(Referring expression pointing data)
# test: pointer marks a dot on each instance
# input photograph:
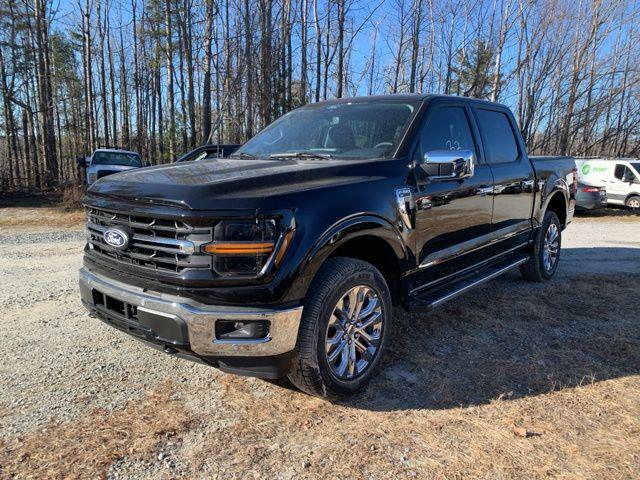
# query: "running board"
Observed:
(432, 299)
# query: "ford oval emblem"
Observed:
(116, 238)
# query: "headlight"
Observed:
(246, 247)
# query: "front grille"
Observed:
(170, 246)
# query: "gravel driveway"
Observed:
(58, 364)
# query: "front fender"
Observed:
(338, 235)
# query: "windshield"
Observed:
(343, 130)
(116, 158)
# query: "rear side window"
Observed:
(497, 136)
(447, 129)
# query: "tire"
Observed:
(548, 239)
(340, 281)
(633, 203)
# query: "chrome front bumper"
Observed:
(200, 318)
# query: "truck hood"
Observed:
(229, 183)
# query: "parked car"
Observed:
(207, 152)
(285, 259)
(620, 177)
(107, 161)
(589, 197)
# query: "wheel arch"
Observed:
(369, 238)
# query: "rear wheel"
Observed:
(543, 262)
(633, 204)
(344, 329)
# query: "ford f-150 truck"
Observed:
(286, 258)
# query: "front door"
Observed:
(624, 182)
(453, 216)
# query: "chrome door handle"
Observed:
(484, 190)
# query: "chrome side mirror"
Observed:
(447, 164)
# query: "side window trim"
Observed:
(432, 110)
(490, 108)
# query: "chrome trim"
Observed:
(200, 319)
(185, 247)
(469, 268)
(464, 159)
(477, 282)
(404, 204)
(473, 245)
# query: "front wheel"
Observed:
(543, 262)
(344, 329)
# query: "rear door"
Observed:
(514, 176)
(453, 216)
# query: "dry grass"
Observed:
(541, 381)
(561, 362)
(87, 447)
(609, 213)
(44, 212)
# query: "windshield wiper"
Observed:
(242, 155)
(322, 156)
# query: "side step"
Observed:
(434, 298)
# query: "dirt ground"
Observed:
(513, 380)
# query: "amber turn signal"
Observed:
(283, 248)
(239, 248)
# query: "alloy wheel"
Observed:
(354, 332)
(551, 247)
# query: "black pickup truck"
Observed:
(286, 258)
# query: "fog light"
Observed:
(242, 330)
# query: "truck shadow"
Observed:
(510, 339)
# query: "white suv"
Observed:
(106, 161)
(620, 176)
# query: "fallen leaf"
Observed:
(520, 431)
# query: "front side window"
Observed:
(497, 136)
(341, 130)
(447, 129)
(626, 174)
(116, 158)
(636, 167)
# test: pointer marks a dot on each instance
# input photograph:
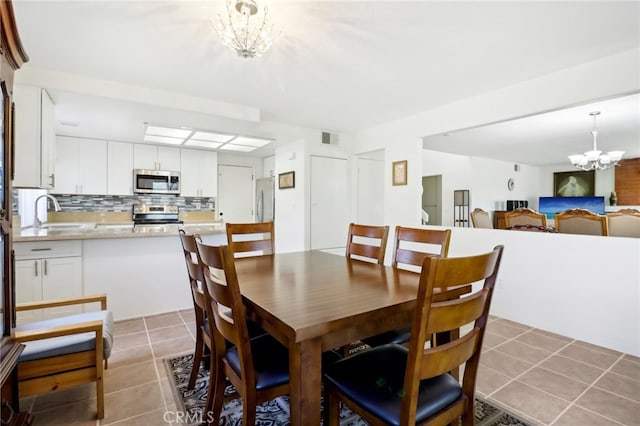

> [Required action]: Copy each line above where "door" appears.

> [Reply to the task]:
# query: "front door"
# query: "chrome door handle"
# query: "rear door"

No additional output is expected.